| ENTRÉES DU CORPUS |
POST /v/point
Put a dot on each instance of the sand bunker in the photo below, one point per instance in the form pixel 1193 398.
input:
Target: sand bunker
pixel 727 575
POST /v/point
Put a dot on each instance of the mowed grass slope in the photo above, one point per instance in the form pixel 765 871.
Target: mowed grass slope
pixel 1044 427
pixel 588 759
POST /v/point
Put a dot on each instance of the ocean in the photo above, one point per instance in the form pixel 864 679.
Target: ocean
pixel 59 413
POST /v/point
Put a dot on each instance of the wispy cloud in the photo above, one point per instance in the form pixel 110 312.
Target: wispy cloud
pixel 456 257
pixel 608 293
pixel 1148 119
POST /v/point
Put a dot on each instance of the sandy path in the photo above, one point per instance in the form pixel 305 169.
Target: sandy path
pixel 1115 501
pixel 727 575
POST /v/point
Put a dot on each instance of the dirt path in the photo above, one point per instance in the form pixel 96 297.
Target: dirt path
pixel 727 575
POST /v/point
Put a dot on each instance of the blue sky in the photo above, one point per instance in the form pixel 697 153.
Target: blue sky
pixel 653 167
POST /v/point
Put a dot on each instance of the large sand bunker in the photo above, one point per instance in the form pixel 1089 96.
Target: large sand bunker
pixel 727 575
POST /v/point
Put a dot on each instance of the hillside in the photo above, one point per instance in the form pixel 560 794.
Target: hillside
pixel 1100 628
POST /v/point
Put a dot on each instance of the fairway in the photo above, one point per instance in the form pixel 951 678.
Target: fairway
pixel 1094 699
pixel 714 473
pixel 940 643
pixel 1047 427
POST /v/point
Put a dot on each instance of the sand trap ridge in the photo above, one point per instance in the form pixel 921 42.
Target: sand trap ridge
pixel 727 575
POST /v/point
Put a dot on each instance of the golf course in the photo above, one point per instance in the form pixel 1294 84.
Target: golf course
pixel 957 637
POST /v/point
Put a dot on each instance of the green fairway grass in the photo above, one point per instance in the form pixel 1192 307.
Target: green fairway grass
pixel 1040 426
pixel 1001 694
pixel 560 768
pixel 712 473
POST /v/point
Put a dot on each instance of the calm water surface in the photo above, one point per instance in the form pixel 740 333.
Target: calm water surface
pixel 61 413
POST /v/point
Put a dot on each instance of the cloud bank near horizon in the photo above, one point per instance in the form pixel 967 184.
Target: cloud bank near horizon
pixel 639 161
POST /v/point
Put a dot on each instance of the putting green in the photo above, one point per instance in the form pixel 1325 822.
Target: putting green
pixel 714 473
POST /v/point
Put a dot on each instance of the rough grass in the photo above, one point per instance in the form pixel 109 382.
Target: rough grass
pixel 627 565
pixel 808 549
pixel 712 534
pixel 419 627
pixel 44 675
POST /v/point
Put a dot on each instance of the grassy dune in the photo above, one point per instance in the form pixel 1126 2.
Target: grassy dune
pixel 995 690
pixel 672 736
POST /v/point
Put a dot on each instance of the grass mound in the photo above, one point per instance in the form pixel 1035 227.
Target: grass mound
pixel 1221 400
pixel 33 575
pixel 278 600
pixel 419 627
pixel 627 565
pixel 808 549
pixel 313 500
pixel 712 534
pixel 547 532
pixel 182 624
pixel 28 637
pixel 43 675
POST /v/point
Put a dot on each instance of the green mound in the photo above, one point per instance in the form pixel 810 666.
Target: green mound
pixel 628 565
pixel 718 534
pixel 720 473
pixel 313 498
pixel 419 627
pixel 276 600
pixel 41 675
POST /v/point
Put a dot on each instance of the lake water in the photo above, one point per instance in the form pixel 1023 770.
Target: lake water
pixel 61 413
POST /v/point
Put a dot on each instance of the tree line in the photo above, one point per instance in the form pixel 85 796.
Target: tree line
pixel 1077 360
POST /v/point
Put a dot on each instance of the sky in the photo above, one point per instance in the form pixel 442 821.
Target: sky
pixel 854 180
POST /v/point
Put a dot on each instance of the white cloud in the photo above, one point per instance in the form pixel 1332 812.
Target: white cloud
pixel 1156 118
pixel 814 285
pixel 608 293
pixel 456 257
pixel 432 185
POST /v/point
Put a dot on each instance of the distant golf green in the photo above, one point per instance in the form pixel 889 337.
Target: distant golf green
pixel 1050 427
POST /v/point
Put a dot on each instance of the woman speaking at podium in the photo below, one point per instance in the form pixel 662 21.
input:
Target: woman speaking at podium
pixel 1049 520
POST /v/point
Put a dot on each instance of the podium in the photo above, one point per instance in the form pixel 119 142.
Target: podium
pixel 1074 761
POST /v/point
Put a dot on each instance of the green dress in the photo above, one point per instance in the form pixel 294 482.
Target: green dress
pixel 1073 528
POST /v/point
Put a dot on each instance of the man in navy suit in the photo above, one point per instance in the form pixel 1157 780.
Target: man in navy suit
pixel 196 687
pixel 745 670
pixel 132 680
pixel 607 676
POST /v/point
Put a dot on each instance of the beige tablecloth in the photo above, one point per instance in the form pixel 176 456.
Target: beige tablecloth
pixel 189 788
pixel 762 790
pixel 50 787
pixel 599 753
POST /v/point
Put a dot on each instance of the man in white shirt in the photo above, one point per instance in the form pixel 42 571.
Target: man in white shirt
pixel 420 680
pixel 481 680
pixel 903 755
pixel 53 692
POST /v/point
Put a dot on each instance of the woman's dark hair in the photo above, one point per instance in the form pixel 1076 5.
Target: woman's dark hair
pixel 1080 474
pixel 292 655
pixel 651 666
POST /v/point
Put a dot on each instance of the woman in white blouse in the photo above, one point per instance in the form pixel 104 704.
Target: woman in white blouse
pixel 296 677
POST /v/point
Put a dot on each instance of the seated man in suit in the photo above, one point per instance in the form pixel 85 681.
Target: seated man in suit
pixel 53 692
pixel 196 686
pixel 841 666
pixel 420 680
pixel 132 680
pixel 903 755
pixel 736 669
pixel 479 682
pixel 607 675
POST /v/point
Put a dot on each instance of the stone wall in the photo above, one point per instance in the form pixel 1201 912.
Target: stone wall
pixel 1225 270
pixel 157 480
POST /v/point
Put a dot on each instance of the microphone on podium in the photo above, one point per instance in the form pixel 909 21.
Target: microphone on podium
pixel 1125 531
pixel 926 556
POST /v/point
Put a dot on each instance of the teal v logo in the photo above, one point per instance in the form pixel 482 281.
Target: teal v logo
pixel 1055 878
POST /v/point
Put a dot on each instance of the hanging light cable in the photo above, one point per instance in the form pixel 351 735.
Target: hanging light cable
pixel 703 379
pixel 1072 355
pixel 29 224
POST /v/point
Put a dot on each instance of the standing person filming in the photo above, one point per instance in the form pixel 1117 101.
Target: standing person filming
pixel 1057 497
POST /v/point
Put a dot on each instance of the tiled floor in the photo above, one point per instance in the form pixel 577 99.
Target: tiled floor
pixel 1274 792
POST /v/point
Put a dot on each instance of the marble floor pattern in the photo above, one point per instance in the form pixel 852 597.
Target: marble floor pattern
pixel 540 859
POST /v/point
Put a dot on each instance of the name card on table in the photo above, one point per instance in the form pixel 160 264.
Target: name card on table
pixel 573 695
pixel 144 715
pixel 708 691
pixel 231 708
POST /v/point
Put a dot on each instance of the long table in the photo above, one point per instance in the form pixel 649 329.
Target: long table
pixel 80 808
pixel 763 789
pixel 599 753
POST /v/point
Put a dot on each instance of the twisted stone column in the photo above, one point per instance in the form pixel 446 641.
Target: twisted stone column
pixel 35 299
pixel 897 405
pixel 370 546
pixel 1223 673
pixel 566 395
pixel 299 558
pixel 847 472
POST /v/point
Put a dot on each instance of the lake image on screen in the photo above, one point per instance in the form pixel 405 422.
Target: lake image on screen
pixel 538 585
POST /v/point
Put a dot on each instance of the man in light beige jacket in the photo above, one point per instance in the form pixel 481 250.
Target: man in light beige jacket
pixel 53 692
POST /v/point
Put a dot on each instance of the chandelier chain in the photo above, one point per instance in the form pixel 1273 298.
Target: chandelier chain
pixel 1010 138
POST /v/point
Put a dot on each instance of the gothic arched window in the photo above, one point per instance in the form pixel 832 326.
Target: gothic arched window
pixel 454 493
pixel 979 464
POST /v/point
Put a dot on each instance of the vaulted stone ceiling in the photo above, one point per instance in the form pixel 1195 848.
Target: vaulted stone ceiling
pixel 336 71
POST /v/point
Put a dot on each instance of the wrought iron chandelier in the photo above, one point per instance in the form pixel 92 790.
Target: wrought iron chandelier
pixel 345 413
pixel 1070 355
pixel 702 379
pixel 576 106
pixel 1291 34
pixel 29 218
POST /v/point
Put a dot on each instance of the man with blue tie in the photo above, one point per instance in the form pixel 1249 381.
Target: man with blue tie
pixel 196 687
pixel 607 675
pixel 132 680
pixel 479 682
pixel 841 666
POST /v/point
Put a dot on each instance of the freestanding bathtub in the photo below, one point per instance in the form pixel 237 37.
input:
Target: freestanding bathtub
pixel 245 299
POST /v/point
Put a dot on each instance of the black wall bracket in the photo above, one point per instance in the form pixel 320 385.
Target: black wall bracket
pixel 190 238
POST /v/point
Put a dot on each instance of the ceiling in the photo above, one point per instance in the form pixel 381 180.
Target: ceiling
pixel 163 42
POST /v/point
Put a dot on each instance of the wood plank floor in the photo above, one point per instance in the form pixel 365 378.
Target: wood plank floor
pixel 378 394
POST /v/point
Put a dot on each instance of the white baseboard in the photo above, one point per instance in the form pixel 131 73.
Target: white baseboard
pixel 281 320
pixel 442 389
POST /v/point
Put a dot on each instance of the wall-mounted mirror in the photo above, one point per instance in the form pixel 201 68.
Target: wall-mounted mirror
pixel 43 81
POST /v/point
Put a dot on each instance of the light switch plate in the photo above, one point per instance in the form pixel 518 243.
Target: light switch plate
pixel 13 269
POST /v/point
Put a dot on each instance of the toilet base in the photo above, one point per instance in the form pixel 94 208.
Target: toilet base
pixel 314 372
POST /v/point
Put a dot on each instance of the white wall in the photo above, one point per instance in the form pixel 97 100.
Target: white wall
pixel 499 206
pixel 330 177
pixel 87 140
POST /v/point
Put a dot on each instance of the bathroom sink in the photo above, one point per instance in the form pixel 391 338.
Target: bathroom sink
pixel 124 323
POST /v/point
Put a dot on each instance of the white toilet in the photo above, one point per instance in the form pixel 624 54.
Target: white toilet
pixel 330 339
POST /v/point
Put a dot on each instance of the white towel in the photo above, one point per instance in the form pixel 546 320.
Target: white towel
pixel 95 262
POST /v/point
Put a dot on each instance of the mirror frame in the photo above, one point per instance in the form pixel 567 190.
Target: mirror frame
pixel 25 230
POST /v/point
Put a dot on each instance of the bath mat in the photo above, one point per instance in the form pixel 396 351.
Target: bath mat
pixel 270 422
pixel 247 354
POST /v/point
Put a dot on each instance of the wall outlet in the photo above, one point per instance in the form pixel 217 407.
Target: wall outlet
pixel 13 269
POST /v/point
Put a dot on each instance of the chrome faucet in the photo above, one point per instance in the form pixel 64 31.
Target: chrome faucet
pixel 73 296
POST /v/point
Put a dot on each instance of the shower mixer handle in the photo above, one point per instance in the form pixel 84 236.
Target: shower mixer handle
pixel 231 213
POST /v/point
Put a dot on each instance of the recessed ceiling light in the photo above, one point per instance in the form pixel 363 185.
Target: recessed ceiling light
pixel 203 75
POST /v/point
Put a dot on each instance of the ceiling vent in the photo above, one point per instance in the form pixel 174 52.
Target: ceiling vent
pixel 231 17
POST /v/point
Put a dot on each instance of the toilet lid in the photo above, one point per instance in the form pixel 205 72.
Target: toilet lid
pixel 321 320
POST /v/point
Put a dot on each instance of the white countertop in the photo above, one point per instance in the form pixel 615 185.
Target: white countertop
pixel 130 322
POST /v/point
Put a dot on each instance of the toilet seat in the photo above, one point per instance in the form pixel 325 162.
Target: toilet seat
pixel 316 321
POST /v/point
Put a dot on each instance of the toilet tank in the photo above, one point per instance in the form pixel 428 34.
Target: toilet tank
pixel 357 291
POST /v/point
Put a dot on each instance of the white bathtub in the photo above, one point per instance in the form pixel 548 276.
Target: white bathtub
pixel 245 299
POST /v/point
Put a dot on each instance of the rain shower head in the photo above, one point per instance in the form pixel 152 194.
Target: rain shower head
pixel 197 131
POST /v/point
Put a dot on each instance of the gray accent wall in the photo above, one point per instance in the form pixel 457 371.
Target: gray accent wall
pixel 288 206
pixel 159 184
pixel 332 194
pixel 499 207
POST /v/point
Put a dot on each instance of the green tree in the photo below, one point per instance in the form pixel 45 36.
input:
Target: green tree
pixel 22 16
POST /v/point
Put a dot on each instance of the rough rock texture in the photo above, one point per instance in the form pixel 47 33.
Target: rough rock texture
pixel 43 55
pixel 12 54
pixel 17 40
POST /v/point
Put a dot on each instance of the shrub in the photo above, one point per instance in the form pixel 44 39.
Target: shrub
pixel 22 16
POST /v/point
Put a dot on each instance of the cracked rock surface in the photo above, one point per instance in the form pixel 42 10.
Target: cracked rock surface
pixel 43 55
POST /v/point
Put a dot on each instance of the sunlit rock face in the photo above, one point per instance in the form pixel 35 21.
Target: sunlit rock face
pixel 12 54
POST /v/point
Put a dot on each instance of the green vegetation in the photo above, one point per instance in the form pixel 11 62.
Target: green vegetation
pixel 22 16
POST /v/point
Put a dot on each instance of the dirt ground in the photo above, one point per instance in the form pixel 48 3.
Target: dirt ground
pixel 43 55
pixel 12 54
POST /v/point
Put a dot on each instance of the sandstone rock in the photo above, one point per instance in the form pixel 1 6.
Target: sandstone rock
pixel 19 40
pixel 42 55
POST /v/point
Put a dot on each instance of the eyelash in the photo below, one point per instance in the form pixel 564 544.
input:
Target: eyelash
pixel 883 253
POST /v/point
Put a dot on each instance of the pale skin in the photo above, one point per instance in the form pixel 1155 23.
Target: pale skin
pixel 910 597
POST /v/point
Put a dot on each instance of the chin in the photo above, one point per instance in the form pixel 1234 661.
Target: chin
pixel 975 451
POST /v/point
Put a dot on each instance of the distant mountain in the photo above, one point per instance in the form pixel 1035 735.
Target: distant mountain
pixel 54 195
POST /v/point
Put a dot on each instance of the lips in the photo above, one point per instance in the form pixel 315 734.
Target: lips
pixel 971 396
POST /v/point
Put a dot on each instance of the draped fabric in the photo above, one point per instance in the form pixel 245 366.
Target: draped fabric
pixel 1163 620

| OBJECTIF |
Partez du début du listing et arrêtez-vous après la ligne contenant « pixel 1148 119 ». Rendez ces lignes sous forme de liste JSON de chaînes, une chaîne par ligne, en omettant les lignes vides.

| EXERCICE CORRIGÉ |
[
  "POST /v/point",
  "Put a dot on each instance of the sand bunker in the photo below, one point per instance in the form pixel 1193 398.",
  "input:",
  "Target: sand bunker",
  "pixel 727 575",
  "POST /v/point",
  "Put a dot on each instance of the mowed grass slope in the photo above, one point per instance in the form pixel 765 871.",
  "Target: mowed grass slope",
  "pixel 1044 427",
  "pixel 588 759",
  "POST /v/point",
  "Put a dot on each instance of the ocean in the photo above, one point per instance in the form pixel 864 679.",
  "Target: ocean",
  "pixel 59 413",
  "POST /v/point",
  "Put a dot on each instance of the wispy cloud in the photo above, one point per instance in the form pixel 110 312.",
  "Target: wispy cloud",
  "pixel 456 257",
  "pixel 608 293",
  "pixel 1148 119"
]